(Task)
Reproduce the listing word for word, from its first line through the line containing "POLYGON ((213 788, 228", including both of those lines.

(Input)
● ● ● ● ●

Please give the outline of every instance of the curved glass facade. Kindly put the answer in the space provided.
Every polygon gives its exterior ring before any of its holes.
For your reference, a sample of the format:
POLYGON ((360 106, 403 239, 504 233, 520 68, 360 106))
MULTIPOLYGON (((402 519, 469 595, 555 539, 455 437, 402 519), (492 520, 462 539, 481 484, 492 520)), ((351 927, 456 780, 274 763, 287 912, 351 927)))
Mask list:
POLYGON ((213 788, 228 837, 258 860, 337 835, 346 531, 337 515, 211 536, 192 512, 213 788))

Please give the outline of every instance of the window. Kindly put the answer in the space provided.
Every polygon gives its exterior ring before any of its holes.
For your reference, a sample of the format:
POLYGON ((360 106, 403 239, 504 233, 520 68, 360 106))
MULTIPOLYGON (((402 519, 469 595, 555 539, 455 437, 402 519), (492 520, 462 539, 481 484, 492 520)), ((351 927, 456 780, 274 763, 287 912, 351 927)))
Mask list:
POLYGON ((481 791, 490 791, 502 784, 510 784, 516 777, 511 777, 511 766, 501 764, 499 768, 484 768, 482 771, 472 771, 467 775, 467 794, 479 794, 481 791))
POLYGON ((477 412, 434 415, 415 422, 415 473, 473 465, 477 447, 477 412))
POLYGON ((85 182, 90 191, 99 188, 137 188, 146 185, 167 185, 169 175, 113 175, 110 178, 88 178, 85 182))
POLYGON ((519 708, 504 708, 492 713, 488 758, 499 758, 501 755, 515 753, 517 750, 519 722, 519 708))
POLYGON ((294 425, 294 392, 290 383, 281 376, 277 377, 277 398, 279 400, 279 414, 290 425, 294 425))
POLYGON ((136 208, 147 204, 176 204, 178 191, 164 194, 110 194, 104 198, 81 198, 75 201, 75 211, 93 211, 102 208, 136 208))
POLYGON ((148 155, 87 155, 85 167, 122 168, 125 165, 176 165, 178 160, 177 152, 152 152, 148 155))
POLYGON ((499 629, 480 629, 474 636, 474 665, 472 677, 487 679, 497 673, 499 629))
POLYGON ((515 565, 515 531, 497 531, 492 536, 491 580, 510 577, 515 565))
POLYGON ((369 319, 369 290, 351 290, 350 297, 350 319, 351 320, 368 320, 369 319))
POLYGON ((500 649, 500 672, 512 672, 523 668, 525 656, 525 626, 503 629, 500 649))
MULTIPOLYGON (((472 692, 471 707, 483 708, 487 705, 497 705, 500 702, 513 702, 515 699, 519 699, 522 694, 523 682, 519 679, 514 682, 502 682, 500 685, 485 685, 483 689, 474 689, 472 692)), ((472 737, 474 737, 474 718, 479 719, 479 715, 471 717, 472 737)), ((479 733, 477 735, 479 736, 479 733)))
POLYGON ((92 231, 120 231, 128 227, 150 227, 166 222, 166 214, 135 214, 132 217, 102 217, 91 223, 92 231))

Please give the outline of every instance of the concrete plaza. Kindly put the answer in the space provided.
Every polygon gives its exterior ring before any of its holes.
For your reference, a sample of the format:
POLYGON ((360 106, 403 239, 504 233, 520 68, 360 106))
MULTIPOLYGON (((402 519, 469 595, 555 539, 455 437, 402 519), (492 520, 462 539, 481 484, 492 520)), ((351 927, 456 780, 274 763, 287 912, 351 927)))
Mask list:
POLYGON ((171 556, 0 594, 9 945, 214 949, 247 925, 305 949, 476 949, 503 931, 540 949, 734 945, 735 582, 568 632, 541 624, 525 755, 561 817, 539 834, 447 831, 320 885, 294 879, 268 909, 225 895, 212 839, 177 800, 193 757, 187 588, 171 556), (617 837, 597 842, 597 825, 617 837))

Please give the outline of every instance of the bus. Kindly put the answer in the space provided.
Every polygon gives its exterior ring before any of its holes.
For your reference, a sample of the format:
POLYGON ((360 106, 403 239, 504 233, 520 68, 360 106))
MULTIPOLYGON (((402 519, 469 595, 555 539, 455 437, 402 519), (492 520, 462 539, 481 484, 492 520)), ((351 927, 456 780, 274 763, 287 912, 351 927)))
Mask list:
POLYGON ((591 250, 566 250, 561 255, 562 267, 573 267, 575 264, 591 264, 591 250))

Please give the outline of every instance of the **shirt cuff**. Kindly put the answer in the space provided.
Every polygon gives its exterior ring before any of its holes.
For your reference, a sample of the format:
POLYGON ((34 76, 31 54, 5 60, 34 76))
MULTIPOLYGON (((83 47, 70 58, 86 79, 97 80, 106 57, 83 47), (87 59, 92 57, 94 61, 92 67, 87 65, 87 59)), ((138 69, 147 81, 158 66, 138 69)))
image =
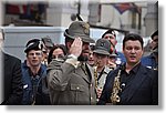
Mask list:
POLYGON ((68 55, 68 59, 66 59, 65 62, 72 64, 75 69, 77 68, 77 65, 79 65, 79 63, 80 63, 80 62, 77 61, 77 56, 75 56, 74 54, 68 55))

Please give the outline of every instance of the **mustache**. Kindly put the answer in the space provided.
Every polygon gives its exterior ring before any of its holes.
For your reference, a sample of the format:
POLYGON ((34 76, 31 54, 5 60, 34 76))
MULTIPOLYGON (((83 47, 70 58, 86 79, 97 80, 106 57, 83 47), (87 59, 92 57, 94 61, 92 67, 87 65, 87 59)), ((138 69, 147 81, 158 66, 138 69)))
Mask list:
POLYGON ((90 50, 82 50, 83 53, 90 53, 90 50))

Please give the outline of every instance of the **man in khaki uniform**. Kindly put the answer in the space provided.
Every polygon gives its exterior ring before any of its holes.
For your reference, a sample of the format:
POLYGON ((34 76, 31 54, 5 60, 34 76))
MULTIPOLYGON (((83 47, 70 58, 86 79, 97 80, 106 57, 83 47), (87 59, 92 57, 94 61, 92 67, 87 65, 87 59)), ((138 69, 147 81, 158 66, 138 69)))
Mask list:
POLYGON ((51 103, 56 105, 96 104, 94 72, 86 63, 90 52, 90 25, 74 21, 64 32, 68 55, 48 65, 51 103))

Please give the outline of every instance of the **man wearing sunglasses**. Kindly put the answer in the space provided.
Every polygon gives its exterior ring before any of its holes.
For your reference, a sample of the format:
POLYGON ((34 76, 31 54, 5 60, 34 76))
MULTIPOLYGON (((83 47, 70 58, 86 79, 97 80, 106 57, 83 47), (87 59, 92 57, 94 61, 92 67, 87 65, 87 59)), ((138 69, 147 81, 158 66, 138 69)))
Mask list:
POLYGON ((50 103, 46 90, 46 66, 42 64, 43 44, 39 39, 27 43, 27 60, 22 63, 23 105, 48 105, 50 103))

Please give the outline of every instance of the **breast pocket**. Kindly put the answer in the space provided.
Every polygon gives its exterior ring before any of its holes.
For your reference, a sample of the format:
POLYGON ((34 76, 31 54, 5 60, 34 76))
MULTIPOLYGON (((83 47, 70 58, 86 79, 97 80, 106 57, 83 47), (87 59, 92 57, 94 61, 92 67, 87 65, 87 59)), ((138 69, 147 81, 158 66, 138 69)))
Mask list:
POLYGON ((75 104, 81 104, 83 103, 84 96, 86 95, 85 93, 85 88, 84 85, 81 84, 71 84, 71 95, 72 95, 72 101, 74 101, 75 104))

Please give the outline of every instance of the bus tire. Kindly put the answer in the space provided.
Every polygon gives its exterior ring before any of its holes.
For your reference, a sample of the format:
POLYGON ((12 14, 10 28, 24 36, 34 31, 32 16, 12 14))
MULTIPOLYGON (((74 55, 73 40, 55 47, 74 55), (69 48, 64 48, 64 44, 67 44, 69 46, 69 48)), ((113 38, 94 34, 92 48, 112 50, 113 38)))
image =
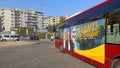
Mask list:
POLYGON ((111 64, 111 68, 120 68, 120 59, 114 59, 111 64))
POLYGON ((60 49, 59 50, 60 50, 61 53, 64 53, 62 44, 60 44, 60 49))

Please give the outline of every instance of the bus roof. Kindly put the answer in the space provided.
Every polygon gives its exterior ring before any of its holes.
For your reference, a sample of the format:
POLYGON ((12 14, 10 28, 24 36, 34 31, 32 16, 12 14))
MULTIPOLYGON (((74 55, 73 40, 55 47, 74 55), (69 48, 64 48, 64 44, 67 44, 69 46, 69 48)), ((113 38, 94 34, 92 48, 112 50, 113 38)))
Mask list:
POLYGON ((64 22, 60 23, 59 26, 61 27, 64 24, 73 25, 74 22, 80 18, 97 16, 99 14, 103 14, 105 12, 119 8, 119 6, 120 6, 120 0, 106 0, 92 8, 89 8, 88 10, 85 10, 84 12, 78 13, 77 15, 74 15, 66 19, 64 22))

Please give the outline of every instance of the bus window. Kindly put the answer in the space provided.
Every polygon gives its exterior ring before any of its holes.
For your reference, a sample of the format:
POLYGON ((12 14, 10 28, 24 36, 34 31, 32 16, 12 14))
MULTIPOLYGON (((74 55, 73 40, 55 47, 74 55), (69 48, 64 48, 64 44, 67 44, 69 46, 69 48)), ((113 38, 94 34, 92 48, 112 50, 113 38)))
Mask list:
POLYGON ((120 44, 120 10, 110 12, 107 24, 106 42, 120 44))

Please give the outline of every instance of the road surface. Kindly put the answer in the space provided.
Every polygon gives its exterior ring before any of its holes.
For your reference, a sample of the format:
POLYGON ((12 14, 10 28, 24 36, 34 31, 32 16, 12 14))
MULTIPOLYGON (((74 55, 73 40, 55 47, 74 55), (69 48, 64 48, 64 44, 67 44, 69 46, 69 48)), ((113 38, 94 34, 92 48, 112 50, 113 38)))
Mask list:
POLYGON ((68 54, 52 42, 0 47, 0 68, 95 68, 68 54))

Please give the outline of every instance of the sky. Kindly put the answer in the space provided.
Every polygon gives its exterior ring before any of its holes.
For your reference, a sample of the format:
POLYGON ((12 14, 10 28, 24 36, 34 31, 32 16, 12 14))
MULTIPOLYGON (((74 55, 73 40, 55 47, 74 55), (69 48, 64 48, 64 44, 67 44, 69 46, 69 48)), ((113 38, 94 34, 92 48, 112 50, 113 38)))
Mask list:
POLYGON ((0 0, 0 9, 18 8, 43 12, 44 16, 65 16, 83 12, 105 0, 0 0))

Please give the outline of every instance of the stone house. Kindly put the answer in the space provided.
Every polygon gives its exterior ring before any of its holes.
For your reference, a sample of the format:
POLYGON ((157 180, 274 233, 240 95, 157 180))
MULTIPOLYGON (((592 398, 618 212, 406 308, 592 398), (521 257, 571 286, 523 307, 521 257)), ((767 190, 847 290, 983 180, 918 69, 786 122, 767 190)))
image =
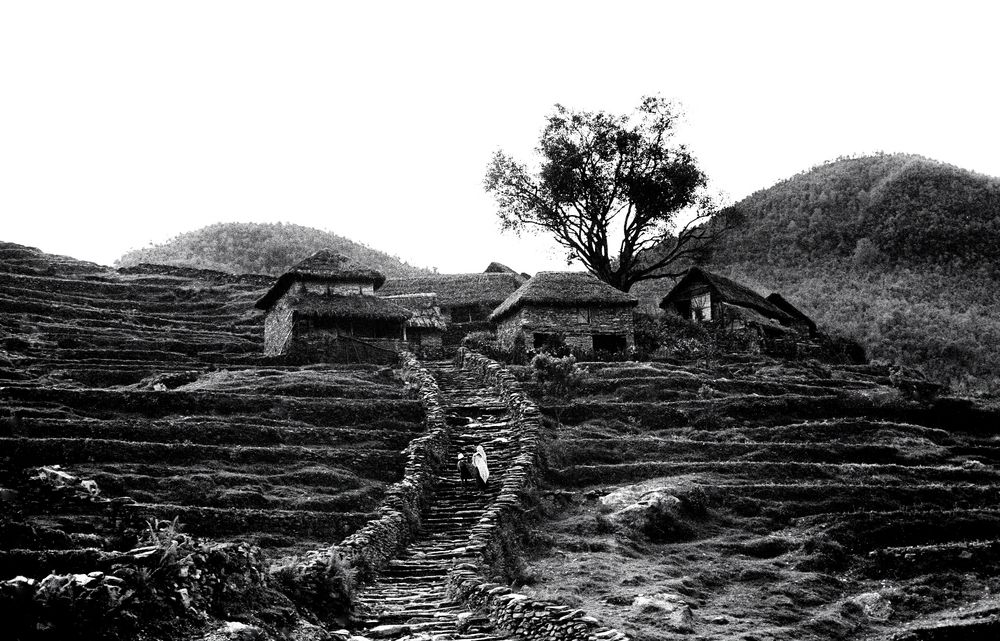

● ● ● ● ●

(Full output)
Please give the outline of every instance of the curved glass facade. Kindly put the answer in the space provided.
Every polygon gives its exterior ring before any of its holes.
For your reference, a sample of the format:
POLYGON ((360 106, 403 239, 504 233, 520 68, 360 106))
MULTIPOLYGON (((402 519, 469 595, 555 539, 455 437, 402 519), (492 520, 462 539, 481 484, 492 520)), ((351 927, 456 780, 274 763, 287 912, 351 927)))
Mask list:
POLYGON ((213 788, 228 837, 258 860, 337 835, 346 531, 337 515, 211 536, 192 512, 213 788))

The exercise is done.